*** Begin section ***

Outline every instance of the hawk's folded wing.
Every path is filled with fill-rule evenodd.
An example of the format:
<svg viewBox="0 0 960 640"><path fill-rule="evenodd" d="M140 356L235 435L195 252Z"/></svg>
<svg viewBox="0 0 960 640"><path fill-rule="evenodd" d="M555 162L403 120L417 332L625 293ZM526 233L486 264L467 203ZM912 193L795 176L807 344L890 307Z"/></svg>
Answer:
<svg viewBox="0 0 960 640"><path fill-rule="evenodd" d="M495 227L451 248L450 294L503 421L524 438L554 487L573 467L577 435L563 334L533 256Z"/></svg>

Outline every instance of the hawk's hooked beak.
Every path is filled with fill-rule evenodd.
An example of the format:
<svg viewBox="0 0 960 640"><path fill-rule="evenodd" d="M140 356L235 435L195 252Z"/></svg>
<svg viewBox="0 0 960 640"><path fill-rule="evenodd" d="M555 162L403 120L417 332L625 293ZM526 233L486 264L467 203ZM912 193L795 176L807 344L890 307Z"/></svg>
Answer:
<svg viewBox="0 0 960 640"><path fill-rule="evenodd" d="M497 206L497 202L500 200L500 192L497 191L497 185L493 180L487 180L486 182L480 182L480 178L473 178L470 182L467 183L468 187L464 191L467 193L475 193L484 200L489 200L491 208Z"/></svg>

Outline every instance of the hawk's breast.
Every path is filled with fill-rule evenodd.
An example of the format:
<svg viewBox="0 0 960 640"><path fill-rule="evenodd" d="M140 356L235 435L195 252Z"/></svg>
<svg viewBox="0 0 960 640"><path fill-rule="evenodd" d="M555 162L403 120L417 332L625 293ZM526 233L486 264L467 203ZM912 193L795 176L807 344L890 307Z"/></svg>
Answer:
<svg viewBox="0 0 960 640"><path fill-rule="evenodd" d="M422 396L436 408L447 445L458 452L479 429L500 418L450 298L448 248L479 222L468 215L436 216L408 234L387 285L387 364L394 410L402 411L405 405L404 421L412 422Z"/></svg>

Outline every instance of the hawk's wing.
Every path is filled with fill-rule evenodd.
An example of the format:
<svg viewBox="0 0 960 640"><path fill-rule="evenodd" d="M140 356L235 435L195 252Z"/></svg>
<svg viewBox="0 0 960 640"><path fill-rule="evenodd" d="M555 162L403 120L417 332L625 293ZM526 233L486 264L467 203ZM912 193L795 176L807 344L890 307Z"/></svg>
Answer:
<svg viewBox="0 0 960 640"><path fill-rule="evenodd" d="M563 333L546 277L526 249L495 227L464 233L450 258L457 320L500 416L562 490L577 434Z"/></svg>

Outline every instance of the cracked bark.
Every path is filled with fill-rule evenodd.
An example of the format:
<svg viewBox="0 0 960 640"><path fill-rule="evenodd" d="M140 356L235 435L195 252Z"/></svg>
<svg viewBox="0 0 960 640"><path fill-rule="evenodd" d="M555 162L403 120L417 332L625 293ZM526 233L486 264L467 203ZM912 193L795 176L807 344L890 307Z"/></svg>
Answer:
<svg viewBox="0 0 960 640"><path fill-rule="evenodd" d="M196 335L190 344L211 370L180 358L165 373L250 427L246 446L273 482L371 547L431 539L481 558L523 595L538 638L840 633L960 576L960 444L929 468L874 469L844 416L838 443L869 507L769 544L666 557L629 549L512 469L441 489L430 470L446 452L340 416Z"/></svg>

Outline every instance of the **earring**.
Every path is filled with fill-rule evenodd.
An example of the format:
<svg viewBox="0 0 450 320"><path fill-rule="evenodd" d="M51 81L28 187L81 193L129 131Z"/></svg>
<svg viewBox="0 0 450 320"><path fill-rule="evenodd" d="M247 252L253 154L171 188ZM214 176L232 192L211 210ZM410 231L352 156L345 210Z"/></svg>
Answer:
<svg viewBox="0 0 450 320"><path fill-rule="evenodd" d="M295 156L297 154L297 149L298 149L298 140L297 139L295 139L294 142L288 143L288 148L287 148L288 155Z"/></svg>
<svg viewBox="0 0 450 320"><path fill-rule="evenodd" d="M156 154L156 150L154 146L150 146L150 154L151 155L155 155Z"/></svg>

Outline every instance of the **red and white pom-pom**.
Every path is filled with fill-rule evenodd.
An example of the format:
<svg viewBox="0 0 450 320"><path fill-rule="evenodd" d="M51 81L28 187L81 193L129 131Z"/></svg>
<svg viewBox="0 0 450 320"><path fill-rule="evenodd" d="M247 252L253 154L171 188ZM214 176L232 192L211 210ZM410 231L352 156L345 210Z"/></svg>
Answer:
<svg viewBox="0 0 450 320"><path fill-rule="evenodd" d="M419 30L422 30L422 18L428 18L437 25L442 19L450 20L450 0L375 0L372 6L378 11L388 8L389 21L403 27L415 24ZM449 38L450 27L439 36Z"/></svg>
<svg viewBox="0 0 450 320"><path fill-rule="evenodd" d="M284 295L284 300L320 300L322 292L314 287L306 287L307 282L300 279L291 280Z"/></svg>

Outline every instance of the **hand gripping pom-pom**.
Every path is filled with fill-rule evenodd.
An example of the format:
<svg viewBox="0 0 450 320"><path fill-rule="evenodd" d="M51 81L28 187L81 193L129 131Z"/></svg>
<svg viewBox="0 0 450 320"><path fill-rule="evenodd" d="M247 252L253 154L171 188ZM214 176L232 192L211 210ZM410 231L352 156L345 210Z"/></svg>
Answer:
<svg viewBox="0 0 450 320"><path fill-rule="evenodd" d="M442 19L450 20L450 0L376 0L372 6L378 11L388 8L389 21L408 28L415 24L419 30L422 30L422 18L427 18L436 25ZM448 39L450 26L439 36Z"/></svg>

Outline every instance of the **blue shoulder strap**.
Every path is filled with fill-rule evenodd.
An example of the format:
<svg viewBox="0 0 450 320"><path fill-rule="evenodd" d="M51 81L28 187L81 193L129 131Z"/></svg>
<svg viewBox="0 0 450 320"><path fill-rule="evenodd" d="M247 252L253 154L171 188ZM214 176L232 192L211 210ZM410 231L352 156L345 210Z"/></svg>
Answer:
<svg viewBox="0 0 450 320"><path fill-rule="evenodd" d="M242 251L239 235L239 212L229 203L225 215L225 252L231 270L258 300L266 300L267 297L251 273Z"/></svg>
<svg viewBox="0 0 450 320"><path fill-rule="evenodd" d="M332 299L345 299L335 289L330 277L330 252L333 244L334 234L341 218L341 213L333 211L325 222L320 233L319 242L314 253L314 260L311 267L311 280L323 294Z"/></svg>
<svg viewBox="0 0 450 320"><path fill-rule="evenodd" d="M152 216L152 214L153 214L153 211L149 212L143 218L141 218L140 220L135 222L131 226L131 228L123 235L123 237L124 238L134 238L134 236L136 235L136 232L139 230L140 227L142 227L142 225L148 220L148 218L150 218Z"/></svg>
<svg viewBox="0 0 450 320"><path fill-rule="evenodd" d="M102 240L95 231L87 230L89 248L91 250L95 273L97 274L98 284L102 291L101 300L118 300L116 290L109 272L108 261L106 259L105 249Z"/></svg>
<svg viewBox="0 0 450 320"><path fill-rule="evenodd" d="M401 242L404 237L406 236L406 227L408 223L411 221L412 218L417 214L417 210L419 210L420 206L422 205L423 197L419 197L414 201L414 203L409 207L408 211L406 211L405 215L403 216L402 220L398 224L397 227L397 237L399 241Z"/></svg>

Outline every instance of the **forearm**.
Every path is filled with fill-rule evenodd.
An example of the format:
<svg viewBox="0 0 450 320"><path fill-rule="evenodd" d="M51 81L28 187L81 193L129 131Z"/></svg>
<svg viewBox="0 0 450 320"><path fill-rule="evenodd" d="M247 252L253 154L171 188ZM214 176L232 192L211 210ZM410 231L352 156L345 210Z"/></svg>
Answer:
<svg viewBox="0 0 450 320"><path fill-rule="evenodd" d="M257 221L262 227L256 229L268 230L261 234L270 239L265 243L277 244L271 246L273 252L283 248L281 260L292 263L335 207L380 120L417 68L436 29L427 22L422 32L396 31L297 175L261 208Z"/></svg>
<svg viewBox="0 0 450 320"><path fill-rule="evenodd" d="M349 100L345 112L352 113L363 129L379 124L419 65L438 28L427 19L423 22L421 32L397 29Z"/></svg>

*** End section ***

■ Requirement: Among the records, find each line where the word "instance" occurs, and copy it.

■ Reply:
Outline every instance of the hawk's folded wing.
Outline every instance of the hawk's hooked beak.
Outline every instance of the hawk's breast.
Outline every instance of the hawk's wing.
Outline every instance of the cracked bark.
Outline every instance of the **earring**.
Outline every instance of the **red and white pom-pom**.
Outline every instance of the **hand gripping pom-pom**.
Outline every instance of the **blue shoulder strap**.
Outline every instance of the **forearm**.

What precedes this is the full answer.